→ **WORK INSTRUCTION**: Return the data in full, exactly as it was written.

[Dataset entries]
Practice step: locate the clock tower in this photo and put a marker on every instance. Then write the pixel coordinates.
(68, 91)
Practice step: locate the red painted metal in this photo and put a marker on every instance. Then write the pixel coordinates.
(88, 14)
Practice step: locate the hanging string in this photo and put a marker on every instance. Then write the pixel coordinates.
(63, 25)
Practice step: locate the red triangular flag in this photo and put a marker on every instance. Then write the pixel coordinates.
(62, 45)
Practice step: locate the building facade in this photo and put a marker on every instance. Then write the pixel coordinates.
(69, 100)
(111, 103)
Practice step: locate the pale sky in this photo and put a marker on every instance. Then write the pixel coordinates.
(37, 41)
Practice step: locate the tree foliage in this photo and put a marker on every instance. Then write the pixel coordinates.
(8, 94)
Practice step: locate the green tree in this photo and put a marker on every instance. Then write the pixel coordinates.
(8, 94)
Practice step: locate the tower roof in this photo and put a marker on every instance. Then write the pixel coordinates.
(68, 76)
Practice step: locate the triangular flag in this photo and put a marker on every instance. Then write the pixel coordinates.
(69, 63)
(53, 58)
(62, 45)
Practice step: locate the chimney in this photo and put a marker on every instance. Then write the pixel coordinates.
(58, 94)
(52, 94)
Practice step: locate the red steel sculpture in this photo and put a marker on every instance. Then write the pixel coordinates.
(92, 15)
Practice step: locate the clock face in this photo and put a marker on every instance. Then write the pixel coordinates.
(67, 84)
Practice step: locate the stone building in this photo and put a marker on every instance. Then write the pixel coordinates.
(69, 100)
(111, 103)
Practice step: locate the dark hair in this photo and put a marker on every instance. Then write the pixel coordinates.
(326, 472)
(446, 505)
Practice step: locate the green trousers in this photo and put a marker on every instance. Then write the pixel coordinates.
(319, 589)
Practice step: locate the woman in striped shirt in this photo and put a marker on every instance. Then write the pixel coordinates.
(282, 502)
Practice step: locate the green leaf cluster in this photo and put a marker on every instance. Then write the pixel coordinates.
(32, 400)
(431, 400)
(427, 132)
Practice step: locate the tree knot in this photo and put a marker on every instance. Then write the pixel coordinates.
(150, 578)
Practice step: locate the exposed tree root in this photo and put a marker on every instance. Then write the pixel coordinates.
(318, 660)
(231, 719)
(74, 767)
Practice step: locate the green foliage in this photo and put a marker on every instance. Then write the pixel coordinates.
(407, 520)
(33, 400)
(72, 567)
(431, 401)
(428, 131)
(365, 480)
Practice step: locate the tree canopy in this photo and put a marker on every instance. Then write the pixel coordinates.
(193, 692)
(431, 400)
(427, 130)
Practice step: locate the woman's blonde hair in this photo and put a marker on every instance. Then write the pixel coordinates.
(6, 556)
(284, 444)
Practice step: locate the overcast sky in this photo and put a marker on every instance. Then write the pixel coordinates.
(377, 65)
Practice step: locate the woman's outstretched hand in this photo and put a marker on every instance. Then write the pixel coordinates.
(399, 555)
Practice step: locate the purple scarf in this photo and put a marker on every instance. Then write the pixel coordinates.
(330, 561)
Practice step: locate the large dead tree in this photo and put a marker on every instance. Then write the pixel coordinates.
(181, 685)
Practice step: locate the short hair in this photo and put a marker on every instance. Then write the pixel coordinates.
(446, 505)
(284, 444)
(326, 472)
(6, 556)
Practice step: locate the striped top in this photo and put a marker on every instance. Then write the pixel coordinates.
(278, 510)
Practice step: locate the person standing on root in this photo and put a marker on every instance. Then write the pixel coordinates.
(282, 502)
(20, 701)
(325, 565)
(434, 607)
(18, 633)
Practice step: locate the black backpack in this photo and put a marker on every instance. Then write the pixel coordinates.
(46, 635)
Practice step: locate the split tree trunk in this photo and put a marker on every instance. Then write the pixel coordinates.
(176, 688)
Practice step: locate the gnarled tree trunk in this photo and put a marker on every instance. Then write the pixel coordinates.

→ **EXERCISE RESULT**:
Practice step: locate the clock tower in this photo and put a marker on every instance. Then write the pixel coordinates.
(68, 91)
Practice step: locate the red painted metal in this photo and put a marker on every instance. Then write the pixel coordinates.
(88, 14)
Practice step: locate the hanging string in this photo and put a marker on every instance. Then write the pixel coordinates.
(63, 25)
Practice step: locate the red triangular flag in this photo and put a marker on every instance. Then write the pixel coordinates.
(62, 45)
Practice step: locate the building facade in this photo and put a marker on every instance. Then write the pixel coordinates.
(69, 100)
(111, 103)
Practice step: locate the pale sky in this photo and put a marker on every instance. Then write the pixel coordinates.
(37, 41)
Practice step: locate the tree foliage in this photo and put a marker on every instance. Then write the pixel coordinates.
(8, 94)
Practice step: locate the green tree in this photo and put a marker on every instance. Then write the pixel coordinates.
(8, 94)
Practice step: locate the tower roof in this photo and put a marker on every instance. Then write the pixel coordinates.
(68, 76)
Practice step: locate the triangular flag in this photo and put a marker on every instance. Then write the pixel coordinates.
(69, 63)
(53, 58)
(62, 45)
Practice step: locate the chimney in this photo and put a marker on every instance. Then write the pixel coordinates.
(58, 94)
(52, 94)
Practice step: locate the red steel sculpture in this photo and put a marker on every instance. Then write the pixel coordinates.
(92, 15)
Practice step: locate the clock face in this photo and put a marker on every instance. Then write the pixel coordinates.
(67, 84)
Practice step: locate the stone building in this photo and put a marker on every instance. Then write the pixel coordinates.
(69, 100)
(111, 103)
Practice step: locate the dark hair in this photo and put a marker on every instance. Then write the pixel coordinates.
(326, 472)
(446, 505)
Practice step: locate the green trousers in this photo and put a marker on every instance. Then write the pixel coordinates.
(319, 589)
Practice step: locate the woman in striped shirt in this photo and put a marker on every instance. Then write the pixel coordinates.
(282, 502)
Practice step: locate the green leaf cluster in this photo and put a marker on every instance. Then write the pixel coordinates.
(32, 400)
(431, 400)
(427, 132)
Practice step: locate the tree knot in this photo and put a marker on every instance. Then write the pixel coordinates.
(150, 578)
Practice step: locate the exposed tree root in this photo and put a marker on every instance. Then write the pixel coordinates.
(318, 660)
(231, 719)
(74, 767)
Practice step: locate the green foliage in this photo and put a marker on every instance. Then write the pixel coordinates.
(407, 520)
(33, 400)
(72, 567)
(431, 401)
(428, 131)
(365, 480)
Practice step: locate the tree canopy in this photo and put a marker on every instance. Then write the pixel coordinates.
(193, 692)
(431, 400)
(427, 130)
Practice step: locate the woman's blonde hair in this photo and put a marker on every instance. Then write the pixel coordinates.
(6, 556)
(284, 444)
Practice step: locate the overcast sky in this photo and put a marker on every instance. Then write the pixel coordinates.
(377, 65)
Practice step: locate the woman's outstretched hand in this photo and put a marker on every instance. Then write the pixel coordinates.
(399, 555)
Practice step: locate the purple scarf in this photo and put a marker on every instance. Then write the pixel coordinates.
(330, 561)
Practice step: locate the large dead tree in this photo and put a marker on every instance. Then write the pixel coordinates.
(181, 685)
Practice step: locate the short hair in this photo and put a marker on every instance. Then write the pixel coordinates.
(446, 505)
(284, 444)
(326, 472)
(6, 556)
Practice step: locate the striped top in this photo and put a marker on every instance. Then write the pixel coordinates.
(278, 510)
Practice step: locate the person standing on root in this photo and put a marker on every instance. Then write the pixel coordinates.
(282, 502)
(20, 701)
(325, 565)
(434, 607)
(18, 633)
Practice step: locate the black backpack in this photo and put a marker on every instance. Then write the pixel coordinates.
(46, 635)
Practice step: locate the split tree trunk in this photo and put a marker on every instance. Then write the pixel coordinates.
(176, 688)
Practice step: locate the gnarled tree trunk in this photo and put a marker on every instance. Then write the pixel coordinates.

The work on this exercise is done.